_PROVIDED PASSAGE_.
····················
No I have a muzzy full system and no programmer! Is there one I should be looking into?


----------



## redneckrancher420 (Jul 5, 2011)

power commander, idk if its the 3 or 5 for yalls bikes. pretty sure if its a 2011 its a 5


----------



## Stimpy (Jan 26, 2012)

Sry I need to pay better attention, yes with an aftermarket exhoust and snorkels you need a programmer as you have altered the air/fuel mixture the bike is programmed for. I'd get a pc or msd. With the proper map it should fix your idling problems.




100 things to do and wasting time on tapatalk!!!


----------



## bigblackbrute (Jun 3, 2009)

Go with an msd its that best for the efi bikes

Sent from my C771 using Tapatalk 2


----------



## Coolwizard (Feb 28, 2009)

I don't think its comming thru the exaust either...
Like said above check all your seals. If the problem persist, do some test rides, ride thru holes that are deep enough to cover the seals but not the exaust, then check your oil.


----------



## tsig (Aug 31, 2011)

Any one know the part number for the rear output seal I need?


----------



## tsig (Aug 31, 2011)

I read on another thread somewhere and a guy was saying something about there being a updated seal for the rear output shaft...anyone hear of this?


----------



## walker (Apr 5, 2009)

*750i Seals* 

Front Seal (engine side): 92049-1570
Rear Seal (engine side): 92049-0095
Front Seal (differential side): 92049-1573
Rear Seal (differential side): 92049-0028
Front Diff. Axle Seal: 92049-1534


----------



## filthyredneck (Feb 10, 2010)

broncoboy said:


> I read on another thread somewhere and a guy was saying something about there being a updated seal for the rear output shaft...anyone hear of this?


This is true. The 2012s come standard with it. I priced the stuff, ends up being a little over $200 for all the stuff to do the upgrade and after that the seals are normal cost to change as needed. (heres a borrowed pic of the updated setup)

"Killing Time Using Tapatalk 2"


----------



## walker (Apr 5, 2009)
····················
_DATA LINES_.
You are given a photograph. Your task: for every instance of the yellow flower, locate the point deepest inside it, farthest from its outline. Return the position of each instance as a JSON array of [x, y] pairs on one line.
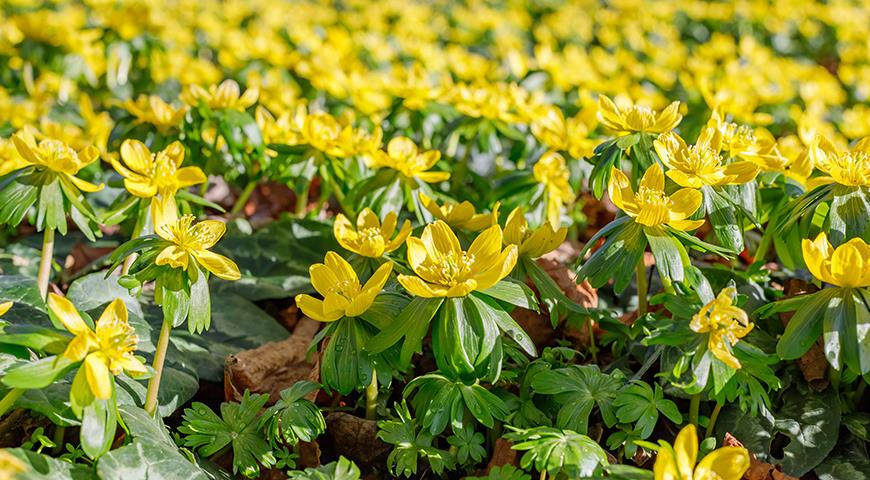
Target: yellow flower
[[571, 135], [460, 215], [650, 206], [4, 307], [846, 266], [157, 176], [552, 172], [739, 141], [636, 118], [10, 160], [370, 238], [701, 164], [444, 270], [58, 157], [193, 241], [10, 466], [403, 156], [851, 168], [678, 462], [343, 296], [107, 350], [226, 95], [532, 243], [725, 323], [154, 110]]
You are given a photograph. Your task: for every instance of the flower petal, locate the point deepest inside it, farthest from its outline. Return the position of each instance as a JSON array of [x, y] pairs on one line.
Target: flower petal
[[726, 463], [219, 265], [66, 312], [313, 308], [98, 375], [174, 256]]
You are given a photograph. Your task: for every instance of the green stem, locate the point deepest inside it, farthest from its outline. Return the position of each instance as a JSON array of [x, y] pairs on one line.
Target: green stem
[[713, 417], [642, 287], [137, 231], [58, 437], [159, 359], [243, 197], [45, 262], [372, 398], [593, 348], [9, 399], [302, 200], [694, 405]]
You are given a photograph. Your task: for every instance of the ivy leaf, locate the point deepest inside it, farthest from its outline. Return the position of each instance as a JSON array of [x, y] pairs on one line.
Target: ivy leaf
[[640, 403], [237, 426], [468, 444], [294, 418], [558, 451], [410, 445], [579, 388]]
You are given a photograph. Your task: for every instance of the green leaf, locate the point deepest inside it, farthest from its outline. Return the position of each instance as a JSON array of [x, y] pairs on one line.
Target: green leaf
[[579, 388], [38, 373], [412, 324], [99, 421], [671, 257], [237, 427], [558, 451], [44, 467], [342, 469], [294, 418], [805, 327], [514, 293], [147, 459]]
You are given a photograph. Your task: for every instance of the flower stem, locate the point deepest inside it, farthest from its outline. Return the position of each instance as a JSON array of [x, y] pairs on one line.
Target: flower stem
[[9, 399], [45, 262], [302, 200], [137, 231], [159, 359], [243, 197], [372, 398], [713, 417], [694, 405], [640, 272]]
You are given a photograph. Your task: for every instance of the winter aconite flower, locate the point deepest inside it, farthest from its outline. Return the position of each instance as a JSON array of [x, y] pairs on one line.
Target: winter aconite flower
[[343, 295], [157, 176], [189, 242], [155, 111], [529, 242], [106, 350], [370, 238], [444, 270], [651, 206], [459, 215], [726, 324], [58, 157], [631, 118], [403, 156], [846, 266], [552, 172], [677, 462], [701, 164], [227, 95], [850, 168]]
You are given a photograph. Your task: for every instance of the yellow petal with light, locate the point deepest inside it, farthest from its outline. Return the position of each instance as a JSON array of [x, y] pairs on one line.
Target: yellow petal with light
[[98, 375], [726, 463], [313, 308], [67, 314], [174, 256], [218, 265]]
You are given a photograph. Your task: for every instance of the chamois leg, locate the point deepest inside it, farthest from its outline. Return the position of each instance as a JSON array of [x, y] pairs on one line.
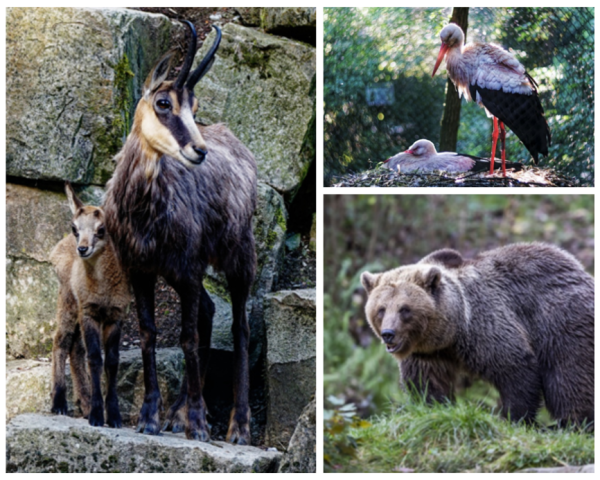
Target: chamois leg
[[196, 426], [61, 346], [143, 288], [79, 374], [239, 422], [175, 420], [91, 336], [111, 335]]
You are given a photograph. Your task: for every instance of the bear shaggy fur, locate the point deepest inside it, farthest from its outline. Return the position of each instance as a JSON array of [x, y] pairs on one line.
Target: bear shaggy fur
[[519, 316]]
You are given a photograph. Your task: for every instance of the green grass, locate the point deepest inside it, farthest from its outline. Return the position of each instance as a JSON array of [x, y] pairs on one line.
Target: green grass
[[466, 436]]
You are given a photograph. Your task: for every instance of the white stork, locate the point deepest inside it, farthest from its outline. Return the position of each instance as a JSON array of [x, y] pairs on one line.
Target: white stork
[[423, 157], [496, 80]]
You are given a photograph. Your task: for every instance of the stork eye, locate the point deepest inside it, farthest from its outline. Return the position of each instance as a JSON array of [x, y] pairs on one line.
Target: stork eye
[[163, 104]]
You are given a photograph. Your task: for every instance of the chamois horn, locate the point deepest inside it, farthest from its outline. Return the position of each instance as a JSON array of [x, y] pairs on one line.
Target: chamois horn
[[206, 62], [189, 58]]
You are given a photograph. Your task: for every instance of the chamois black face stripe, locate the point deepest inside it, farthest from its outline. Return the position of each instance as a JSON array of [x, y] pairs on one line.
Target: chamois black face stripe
[[174, 122], [523, 114]]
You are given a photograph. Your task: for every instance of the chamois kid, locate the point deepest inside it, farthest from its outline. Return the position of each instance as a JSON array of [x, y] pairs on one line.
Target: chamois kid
[[182, 198], [93, 295]]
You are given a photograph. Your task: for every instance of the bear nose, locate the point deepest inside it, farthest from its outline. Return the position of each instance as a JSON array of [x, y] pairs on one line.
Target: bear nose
[[200, 152], [388, 335]]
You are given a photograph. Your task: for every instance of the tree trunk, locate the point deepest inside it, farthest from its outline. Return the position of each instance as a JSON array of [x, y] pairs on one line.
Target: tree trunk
[[451, 117]]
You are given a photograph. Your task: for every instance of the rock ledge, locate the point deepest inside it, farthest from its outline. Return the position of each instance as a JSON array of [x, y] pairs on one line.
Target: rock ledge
[[47, 443]]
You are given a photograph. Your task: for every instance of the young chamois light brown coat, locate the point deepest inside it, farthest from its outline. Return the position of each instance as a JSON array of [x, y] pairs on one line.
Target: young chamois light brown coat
[[93, 295]]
····················
_SHORT EXERCISE 1_. In the forum thread on seals and fuel programmers, what part number is given for the 750i's rear seal on the engine side?
_SHORT EXERCISE 2_. From the forum thread on seals and fuel programmers, extract the passage from "Go with an msd" up to and including "check your oil.".
_SHORT EXERCISE 3_. Write the next part of the forum thread on seals and fuel programmers, picking up where it stops.

_RESPONSE 1_. 92049-0095

_RESPONSE 2_.
Go with an msd its that best for the efi bikes

Sent from my C771 using Tapatalk 2


----------



## Coolwizard (Feb 28, 2009)

I don't think its comming thru the exaust either...
Like said above check all your seals. If the problem persist, do some test rides, ride thru holes that are deep enough to cover the seals but not the exaust, then check your oil.

_RESPONSE 3_.
you know how many seals you could buy for 200 dollars lol. a good brute owner can change 1 in 20 minutes ..lol.. kinda like some people i know can change an axle with hand tools in the dirt drunk off jello shots in 35 minutes lol


----------



## Polaris425 (Dec 16, 2004)

walker said:


> kinda like some people i know can change an axle with hand tools in the dirt drunk off jello shots in 35 minutes lol


Now that should def. be a how to video! :rockn:


----------



## filthyredneck (Feb 10, 2010)

^Bwahahahaha! Don't forget to add.....that it was done on a total stranger's brute, just cuz I hated to see the guy throw away $100. I still argue that it was less than 35 mins, but I dunno, I was pretty toasted between the 50 or so jello shots and the 10 freakin margaritas I had already drank by that point.
I just remember hearing...."I bet I know somebody that weighs a buck 20 that can get that on the first try in just a couple mins"....haha good times


----------



## tsig (Aug 31, 2011)

So I got the seal in and then went to put my oil drain plug back in and I noticed the crush washer was switched on to the threads of the plug a bit I decieded to put it in the to see if it would still work still and when I was threading it in right about at the point it was gonna start getting tight it just kept threading????? Help I donno what's going on?


----------



## filthyredneck (Feb 10, 2010)

Hate to say it, but sounds like it may have stripped out on ya. Do a search, I know we've seen that problem several times on here....most guys used a self tapping drain plug from what I recall.


----------



## walker (Apr 5, 2009)

Go to your local parts store and get a self tapping drain plug. And go own about your business


----------



## tsig (Aug 31, 2011)

Okay do you think napa would have self tapping drain plugs?


----------



## tsig (Aug 31, 2011)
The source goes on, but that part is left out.